#### [Aim of the task]
Within the material below, filter for lines that hold the word "covered".

#### [Provided information]
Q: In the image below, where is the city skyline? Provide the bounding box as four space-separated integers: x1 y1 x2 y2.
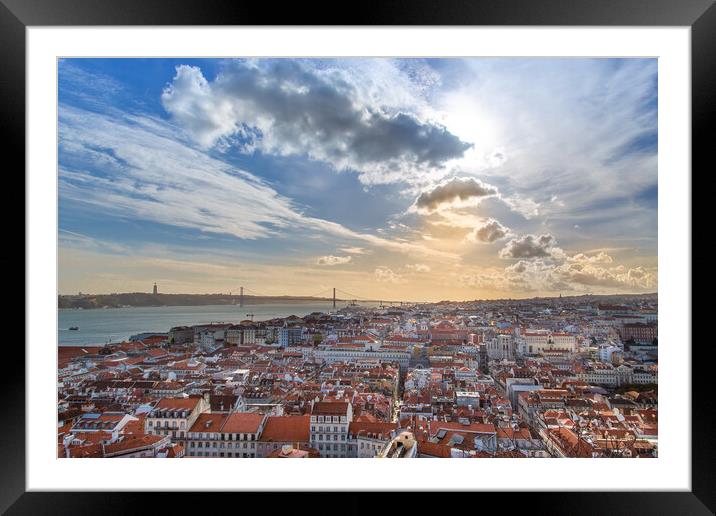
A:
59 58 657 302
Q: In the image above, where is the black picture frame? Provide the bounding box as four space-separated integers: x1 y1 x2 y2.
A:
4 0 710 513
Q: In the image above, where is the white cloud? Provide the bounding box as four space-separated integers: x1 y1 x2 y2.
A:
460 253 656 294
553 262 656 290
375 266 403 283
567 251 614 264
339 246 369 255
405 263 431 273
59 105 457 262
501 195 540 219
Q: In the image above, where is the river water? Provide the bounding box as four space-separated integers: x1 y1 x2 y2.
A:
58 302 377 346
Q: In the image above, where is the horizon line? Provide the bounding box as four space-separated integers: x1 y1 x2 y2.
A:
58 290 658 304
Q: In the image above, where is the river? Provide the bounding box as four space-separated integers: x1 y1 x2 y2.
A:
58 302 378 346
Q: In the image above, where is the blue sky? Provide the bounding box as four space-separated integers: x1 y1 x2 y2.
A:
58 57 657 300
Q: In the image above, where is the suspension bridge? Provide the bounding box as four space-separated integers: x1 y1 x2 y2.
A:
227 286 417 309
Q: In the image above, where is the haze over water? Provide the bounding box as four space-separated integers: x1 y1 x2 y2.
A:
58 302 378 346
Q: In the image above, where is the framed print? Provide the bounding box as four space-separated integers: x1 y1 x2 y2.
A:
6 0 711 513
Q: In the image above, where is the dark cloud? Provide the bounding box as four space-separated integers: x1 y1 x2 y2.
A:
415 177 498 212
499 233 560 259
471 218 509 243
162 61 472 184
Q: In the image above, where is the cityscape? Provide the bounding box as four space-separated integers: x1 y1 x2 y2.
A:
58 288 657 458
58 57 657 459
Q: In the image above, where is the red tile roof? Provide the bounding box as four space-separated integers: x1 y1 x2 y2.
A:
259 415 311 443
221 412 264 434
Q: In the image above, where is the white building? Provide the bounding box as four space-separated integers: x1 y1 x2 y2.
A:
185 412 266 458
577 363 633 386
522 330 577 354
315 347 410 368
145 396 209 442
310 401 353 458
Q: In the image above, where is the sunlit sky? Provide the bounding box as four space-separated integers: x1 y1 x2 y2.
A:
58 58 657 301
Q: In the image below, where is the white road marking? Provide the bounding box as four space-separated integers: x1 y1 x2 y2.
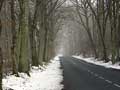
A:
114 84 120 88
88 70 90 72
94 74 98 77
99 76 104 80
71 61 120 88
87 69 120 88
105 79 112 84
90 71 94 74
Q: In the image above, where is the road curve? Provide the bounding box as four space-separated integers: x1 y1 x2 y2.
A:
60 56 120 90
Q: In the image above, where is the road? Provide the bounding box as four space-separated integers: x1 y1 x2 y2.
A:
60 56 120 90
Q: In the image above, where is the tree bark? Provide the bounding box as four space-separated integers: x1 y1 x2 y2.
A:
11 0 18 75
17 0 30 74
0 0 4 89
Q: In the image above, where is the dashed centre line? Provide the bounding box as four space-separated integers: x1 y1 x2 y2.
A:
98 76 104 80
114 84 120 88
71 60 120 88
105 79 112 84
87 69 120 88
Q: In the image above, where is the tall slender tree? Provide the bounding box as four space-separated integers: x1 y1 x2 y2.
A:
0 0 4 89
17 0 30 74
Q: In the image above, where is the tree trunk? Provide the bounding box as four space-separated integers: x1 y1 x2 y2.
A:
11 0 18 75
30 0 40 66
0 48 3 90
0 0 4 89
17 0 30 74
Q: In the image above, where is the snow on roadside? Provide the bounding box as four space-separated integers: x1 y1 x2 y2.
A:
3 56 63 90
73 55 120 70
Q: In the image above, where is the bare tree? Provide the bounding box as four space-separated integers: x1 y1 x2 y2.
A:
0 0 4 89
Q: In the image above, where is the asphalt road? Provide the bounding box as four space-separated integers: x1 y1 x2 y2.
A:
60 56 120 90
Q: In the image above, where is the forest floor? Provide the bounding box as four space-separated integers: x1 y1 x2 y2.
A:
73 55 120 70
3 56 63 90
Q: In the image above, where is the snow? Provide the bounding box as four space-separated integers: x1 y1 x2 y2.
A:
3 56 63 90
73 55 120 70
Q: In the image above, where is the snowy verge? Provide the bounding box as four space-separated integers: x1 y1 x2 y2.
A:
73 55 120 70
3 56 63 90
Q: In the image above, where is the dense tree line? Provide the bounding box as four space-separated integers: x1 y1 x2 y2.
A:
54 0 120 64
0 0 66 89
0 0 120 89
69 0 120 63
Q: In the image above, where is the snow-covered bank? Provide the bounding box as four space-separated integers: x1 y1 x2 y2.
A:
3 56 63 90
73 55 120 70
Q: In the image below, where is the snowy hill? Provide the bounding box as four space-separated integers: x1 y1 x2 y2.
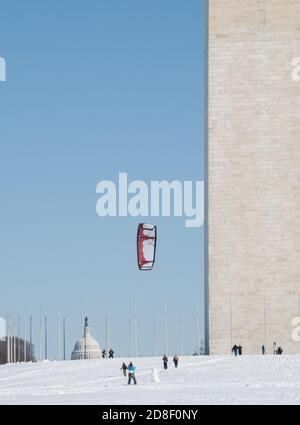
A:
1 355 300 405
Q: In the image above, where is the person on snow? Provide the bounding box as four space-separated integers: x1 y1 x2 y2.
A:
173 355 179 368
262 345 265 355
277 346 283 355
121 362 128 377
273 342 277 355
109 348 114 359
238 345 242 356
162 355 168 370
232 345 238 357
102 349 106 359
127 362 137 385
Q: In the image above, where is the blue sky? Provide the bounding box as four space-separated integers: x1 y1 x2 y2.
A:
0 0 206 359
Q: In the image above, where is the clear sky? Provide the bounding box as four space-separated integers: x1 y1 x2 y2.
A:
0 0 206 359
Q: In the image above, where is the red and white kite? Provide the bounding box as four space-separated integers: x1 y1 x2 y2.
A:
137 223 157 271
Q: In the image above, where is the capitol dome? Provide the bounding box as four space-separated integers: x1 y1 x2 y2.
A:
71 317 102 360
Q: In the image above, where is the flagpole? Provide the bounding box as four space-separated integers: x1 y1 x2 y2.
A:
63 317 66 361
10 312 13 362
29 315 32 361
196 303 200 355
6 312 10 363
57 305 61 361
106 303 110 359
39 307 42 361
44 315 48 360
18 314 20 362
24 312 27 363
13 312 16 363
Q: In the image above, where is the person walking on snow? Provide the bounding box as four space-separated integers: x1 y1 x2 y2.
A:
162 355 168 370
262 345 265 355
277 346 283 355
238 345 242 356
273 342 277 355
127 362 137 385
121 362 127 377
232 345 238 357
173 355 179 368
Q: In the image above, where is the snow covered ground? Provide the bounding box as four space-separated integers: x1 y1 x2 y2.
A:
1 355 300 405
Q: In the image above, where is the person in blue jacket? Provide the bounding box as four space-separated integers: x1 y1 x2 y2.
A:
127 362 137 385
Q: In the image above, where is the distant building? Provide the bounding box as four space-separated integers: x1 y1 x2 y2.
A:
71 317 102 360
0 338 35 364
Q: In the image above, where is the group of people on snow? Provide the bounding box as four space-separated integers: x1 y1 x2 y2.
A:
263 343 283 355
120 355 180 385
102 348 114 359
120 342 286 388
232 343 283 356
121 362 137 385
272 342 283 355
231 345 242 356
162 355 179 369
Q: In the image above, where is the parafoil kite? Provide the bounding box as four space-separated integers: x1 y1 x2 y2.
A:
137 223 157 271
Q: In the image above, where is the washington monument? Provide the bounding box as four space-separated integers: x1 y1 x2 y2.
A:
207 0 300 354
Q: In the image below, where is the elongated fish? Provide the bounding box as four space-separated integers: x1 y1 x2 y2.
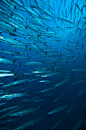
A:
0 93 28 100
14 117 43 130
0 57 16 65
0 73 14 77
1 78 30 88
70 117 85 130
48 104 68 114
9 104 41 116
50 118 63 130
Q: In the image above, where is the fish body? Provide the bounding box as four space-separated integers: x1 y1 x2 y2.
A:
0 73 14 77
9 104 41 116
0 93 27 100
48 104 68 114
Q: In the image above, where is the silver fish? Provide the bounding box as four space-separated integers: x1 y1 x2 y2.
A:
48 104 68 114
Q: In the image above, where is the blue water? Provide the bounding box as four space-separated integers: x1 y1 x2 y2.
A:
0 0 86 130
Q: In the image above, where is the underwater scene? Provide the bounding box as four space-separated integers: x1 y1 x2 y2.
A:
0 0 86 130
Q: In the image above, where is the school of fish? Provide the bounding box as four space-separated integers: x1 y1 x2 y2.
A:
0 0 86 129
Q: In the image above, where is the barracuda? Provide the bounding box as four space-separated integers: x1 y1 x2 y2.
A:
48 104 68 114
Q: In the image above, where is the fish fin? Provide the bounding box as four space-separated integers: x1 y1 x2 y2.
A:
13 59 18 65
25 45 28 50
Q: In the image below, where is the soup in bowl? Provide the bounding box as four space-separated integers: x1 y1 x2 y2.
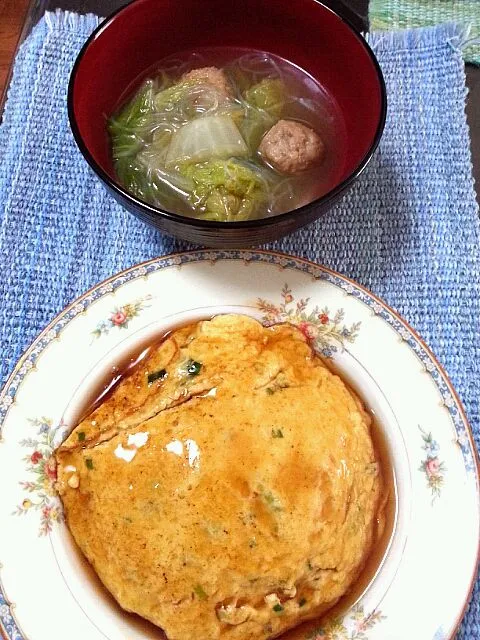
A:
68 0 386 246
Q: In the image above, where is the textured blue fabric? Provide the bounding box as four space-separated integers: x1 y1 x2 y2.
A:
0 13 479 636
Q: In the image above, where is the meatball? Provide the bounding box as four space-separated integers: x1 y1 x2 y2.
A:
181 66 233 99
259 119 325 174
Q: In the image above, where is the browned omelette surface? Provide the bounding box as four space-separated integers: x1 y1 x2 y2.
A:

--

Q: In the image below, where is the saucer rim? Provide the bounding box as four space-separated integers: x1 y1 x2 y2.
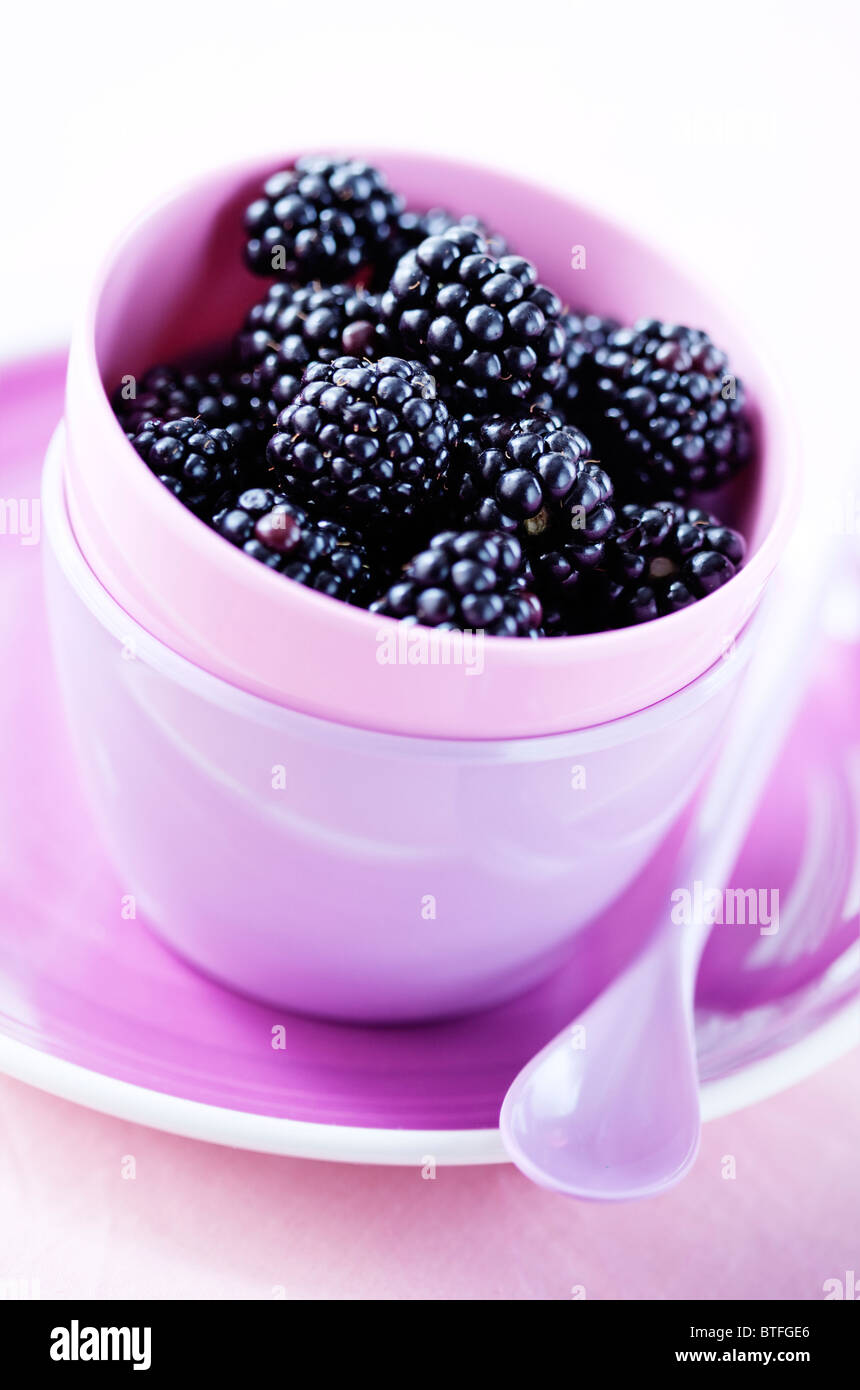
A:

#### [Result of this exercise]
Q: In the image above, where is the snow-covered bank? Provide the bounding box as four space-separated integers: x1 y1 x2 y2.
Q: In the image above, where is the snow covered ground? Provide the bounding box as four space-separated integers: x1 y1 x2 y2.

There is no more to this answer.